- SOURCE PASSAGE

--

Moving all the way to XML allows you to use XML tools that do not support full SGML. Even getting part way there means you can use a wider variety of SGML tools. In either case you will be simplifying work for both editorial and programming staff. Simpler is better.

This paper is derived from James Clark's 'Comparison of SGML and XML', a World Wide Web Consortium Note (www.w3.org/TR/NOTE-sgml-xml-971215 by jjc@jclark.com).

Introduction

This talk describes, at a technical level, how to assess the XML-readiness of your SGML data as a first step towards moving it towards XML.

XML Audit

This talk introduces the concept of an 'XML audit': a review of current markup practice with eye towards simplification. An XML audit lets you know where you stand. Your next step might be to de-emphasize those SGML features that are not XML.

Motivation

Moving all the way to XML allows you to use XML tools that do not support full SGML. Even getting part way there means you can use a wider variety of SGML tools. In either case you will be simplifying work for both editorial and programming staff. This simplification may result in reduced training requirements, less confusion and fewer errors.

But even if you choose to make no immediate change to your markup practices, an XML audit will give you valuable information that will help inform future decisions. You may discover that, give or take an angle-bracket or two, you are already doing XML.

Notes on Style

All discussion assumes the reference concrete syntax. So I will say 'left angle-bracket' or '<', but not 'start-tag open delimiter' or 'STAGO'. Similarly, I say 'white space' instead of 'separator'.

Where SGML and XML vary slightly in their nomenclature, I tend towards the SGML, since that's our starting point. Or I fall back towards spelling things out using the reference concrete syntax as described above.

Acknowledgments

This paper is derived from James Clark's 'Comparison of SGML and XML', a World Wide Web Consortium Note (www.w3.org/TR/NOTE-sgml-xml-971215 by jjc@jclark.com).

Clark's Note discusses XML options not available in SGML. This paper ignores these, only discussing those SGML options that are not available in XML.

In this paper, and to an even greater degree in the corresponding presentation, I've tried to give more prominence to the more commonly-used SGML features that are missing in XML.

I'd like to thank Larry Sulky for his copy edit. The only suggestion I didn't take was to change 'a journey of a thousand miles' to 'a journey of sixteen-hundred kilometres'.

How to Conduct an XML Audit

The key idea in conducting an XML audit is resisting the temptation to do more than simply review where you stand.

--

- INFORMATION SUPPLIED
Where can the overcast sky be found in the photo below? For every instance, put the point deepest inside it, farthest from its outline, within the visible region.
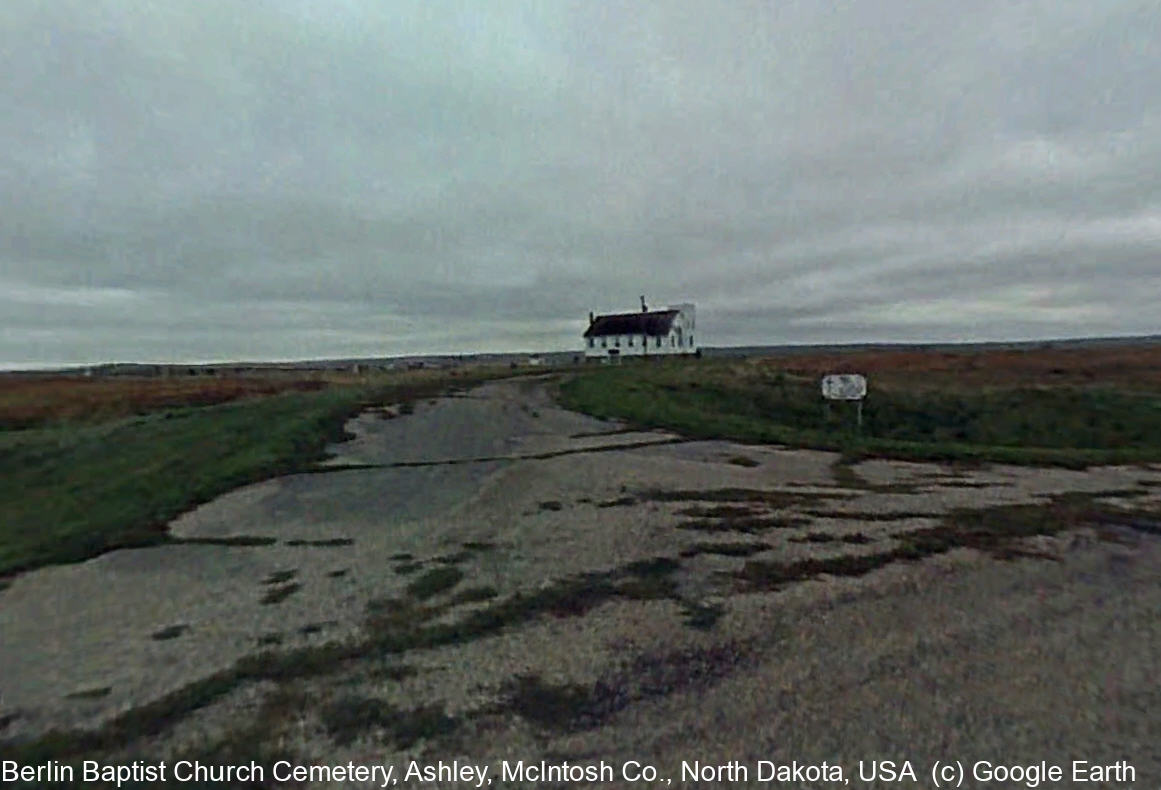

--

- REQUEST 1
In the XML audit text, which copy-edit suggestion from Larry Sulky did the author not take?
- REQUEST 2
Extract the passage of the XML audit text between "This talk introduces" and "and fewer errors.", inclusive.

- EXPECTED OUTPUT 1
Changing 'a journey of a thousand miles' to 'a journey of sixteen-hundred kilometres'.

- EXPECTED OUTPUT 2
This talk introduces the concept of an 'XML audit': a review of current markup practice with eye towards simplification. An XML audit lets you know where you stand. Your next step might be to de-emphasize those SGML features that are not XML.

Motivation

Moving all the way to XML allows you to use XML tools that do not support full SGML. Even getting part way there means you can use a wider variety of SGML tools. In either case you will be simplifying work for both editorial and programming staff. This simplification may result in reduced training requirements, less confusion and fewer errors.